## EXERCISE INSTRUCTIONS
Rewrite everything from the line containing "Point to the snowy" down through the end of the data, keeping every line and shifting each answer's pin coordinates by adding -45 to every number, while leaving the "[x, y]" format lines as they are. Leave the pictures out of your copy.
-- THE INPUT start --
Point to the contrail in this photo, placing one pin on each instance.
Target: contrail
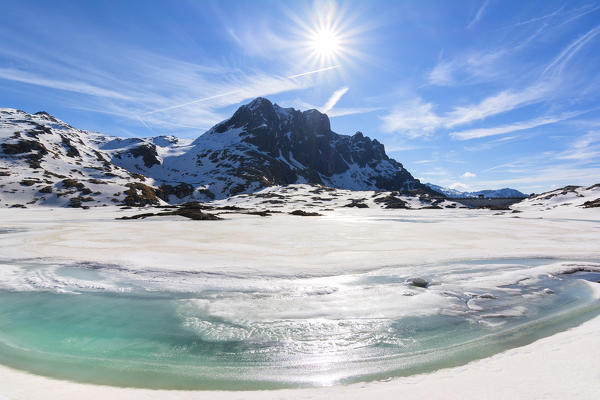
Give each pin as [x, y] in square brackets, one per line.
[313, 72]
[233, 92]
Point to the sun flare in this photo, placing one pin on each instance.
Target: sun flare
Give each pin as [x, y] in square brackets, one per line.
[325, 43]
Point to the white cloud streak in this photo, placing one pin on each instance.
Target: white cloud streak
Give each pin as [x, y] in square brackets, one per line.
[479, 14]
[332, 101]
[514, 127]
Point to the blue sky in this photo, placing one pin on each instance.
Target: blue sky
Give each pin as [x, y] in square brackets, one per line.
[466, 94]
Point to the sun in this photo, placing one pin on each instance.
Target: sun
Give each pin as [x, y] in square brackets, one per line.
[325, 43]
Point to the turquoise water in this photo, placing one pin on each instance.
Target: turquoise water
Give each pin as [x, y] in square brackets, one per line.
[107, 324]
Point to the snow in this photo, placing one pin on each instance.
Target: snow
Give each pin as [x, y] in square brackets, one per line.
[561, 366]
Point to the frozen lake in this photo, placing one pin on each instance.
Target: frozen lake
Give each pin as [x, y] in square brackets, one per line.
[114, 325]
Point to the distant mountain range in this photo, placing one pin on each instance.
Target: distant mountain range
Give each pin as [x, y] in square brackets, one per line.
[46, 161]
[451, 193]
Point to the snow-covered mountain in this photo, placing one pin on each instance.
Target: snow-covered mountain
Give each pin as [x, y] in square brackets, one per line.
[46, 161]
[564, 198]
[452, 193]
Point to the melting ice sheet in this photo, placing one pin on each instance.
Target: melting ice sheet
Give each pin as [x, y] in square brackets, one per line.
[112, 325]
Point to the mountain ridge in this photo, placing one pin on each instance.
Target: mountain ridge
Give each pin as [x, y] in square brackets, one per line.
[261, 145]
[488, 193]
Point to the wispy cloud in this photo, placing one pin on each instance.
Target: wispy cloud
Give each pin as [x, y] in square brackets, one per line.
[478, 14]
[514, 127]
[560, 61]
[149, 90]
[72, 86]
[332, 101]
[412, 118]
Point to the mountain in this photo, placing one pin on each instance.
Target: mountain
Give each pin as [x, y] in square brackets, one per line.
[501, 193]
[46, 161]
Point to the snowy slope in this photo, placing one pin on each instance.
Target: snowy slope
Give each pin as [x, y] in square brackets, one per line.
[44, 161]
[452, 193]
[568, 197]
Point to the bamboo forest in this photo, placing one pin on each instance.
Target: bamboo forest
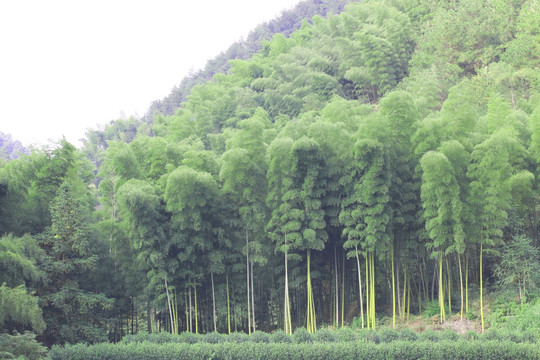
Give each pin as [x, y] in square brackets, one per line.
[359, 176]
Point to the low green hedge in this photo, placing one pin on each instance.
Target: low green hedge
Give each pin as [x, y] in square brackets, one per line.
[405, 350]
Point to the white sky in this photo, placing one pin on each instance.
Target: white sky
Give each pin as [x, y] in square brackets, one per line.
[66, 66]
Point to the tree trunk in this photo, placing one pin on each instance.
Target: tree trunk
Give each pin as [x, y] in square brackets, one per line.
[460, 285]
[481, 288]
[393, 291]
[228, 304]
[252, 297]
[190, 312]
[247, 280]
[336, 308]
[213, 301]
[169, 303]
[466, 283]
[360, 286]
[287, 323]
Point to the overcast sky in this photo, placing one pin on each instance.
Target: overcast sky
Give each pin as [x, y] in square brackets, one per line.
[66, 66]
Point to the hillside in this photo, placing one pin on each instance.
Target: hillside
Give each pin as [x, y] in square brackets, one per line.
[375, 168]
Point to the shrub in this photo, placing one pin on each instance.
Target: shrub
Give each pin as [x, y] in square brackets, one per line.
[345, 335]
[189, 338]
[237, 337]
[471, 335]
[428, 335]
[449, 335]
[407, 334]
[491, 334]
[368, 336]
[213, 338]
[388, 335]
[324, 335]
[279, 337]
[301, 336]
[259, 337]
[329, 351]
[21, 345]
-- THE INPUT end --
## RESPONSE TO THIS EXERCISE
Point to the snowy slope in this photo, placing one pin on each instance.
Target: snowy slope
Give each pin as [x, y] in square brackets, one per line.
[-1, 116]
[407, 148]
[523, 152]
Point to the bamboo forest in this photo, placing one pin on each instance.
Target: bamboo forest
Give each pin as [x, y] in square brackets, one per line.
[314, 131]
Point to the low green hedge in this photo, placing one pin on each instance.
Target: low green hedge
Give each pin as [x, y] in square brackets, one per line.
[360, 305]
Point to the white sky in this photo, placing one pin on each instance.
Target: white sky
Give each pin as [x, y] in square brackets, one per line.
[21, 21]
Point to the tree trunk in this photo, placing one pin on each instance.
Target: tree trunk
Give each pin as [x, y] in square brackets, one per line.
[415, 240]
[436, 243]
[348, 246]
[183, 259]
[207, 252]
[145, 267]
[202, 235]
[291, 263]
[168, 256]
[124, 258]
[421, 238]
[315, 241]
[242, 278]
Point to the overcast sky in this photo, placing one pin on each instance.
Target: overcast sky
Give each pin as [x, y] in square brackets, one per line.
[21, 21]
Point to the hillside in this photo, placing one pin on each instance.
Target: hillside
Give each pin as [x, y] in square brackets, one per line.
[330, 123]
Point to the shrub in this photo, placing one pin on each instance.
Target: shrub
Give each pin as [x, y] in square brackets, one per line.
[300, 290]
[144, 293]
[192, 292]
[426, 290]
[383, 290]
[404, 290]
[362, 289]
[446, 289]
[323, 291]
[168, 293]
[343, 290]
[279, 290]
[234, 292]
[256, 291]
[214, 292]
[284, 306]
[-24, 300]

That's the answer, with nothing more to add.